■ **The exercise**:
Copy all the rows below, replacing "actual output" with "returned points" wherever it occurs and keeping everything else the same. Leave the picture out of your copy.
Start
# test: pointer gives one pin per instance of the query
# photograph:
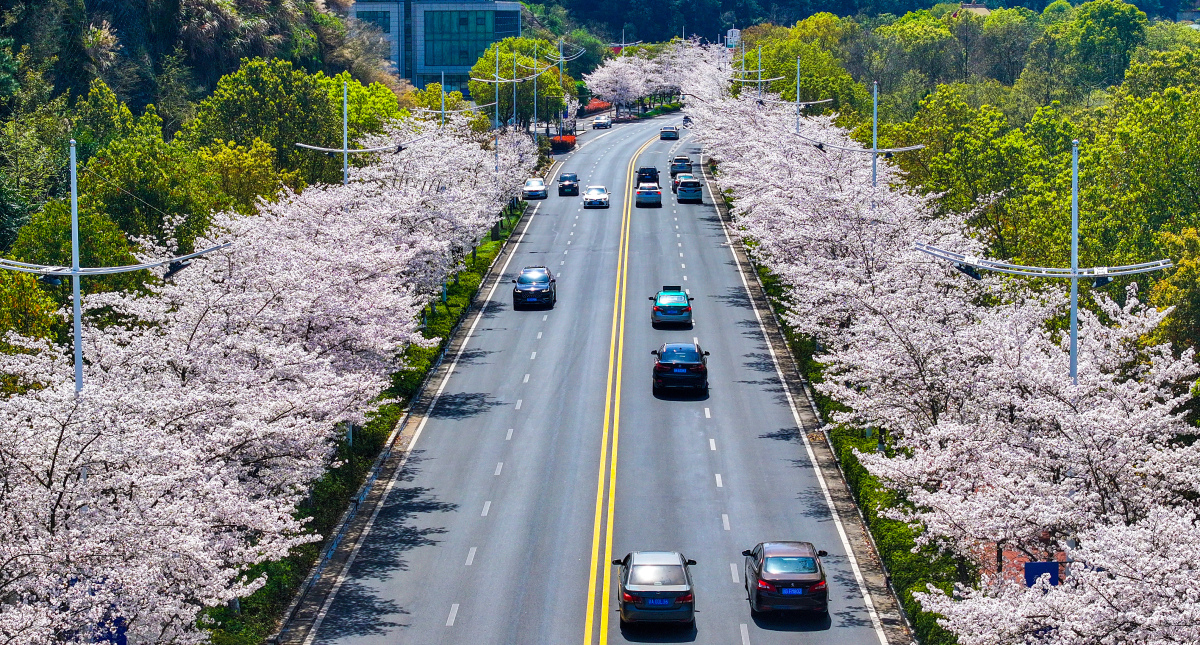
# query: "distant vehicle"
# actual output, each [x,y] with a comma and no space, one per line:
[690,190]
[679,365]
[785,576]
[595,197]
[647,174]
[534,188]
[534,285]
[677,179]
[681,164]
[648,194]
[568,184]
[655,586]
[672,305]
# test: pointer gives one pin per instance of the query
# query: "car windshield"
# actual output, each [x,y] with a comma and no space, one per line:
[679,354]
[533,277]
[657,574]
[790,565]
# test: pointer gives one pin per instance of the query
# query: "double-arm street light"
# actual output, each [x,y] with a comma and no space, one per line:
[54,275]
[346,144]
[1098,275]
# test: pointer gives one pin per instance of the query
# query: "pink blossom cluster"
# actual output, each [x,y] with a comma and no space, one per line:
[990,442]
[211,399]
End
■ **Complete response**:
# test: pointer gives one pin per instance of the query
# photograph:
# query: "distant vehicle"
# returned points, each [x,y] with a comma and no space, one per line:
[690,190]
[679,365]
[785,576]
[595,197]
[647,174]
[534,188]
[534,285]
[677,179]
[681,164]
[648,194]
[568,184]
[655,586]
[672,305]
# test: pointer gives one pin per instance of the query
# query: "car windshield"
# returned points, each [x,y] with a comma and no space, one per line:
[679,354]
[533,277]
[657,574]
[790,565]
# test: pointer gives one pin per instance of the query
# query: "double-arm street light"
# returned points, each [x,y] with a comma and no space, one per line:
[54,275]
[346,144]
[1098,275]
# test: pointer gives one pin per instance of the query
# query: "pink blossom cluster"
# returned points, each [x,y] with a comma and no space, one per line:
[990,442]
[211,399]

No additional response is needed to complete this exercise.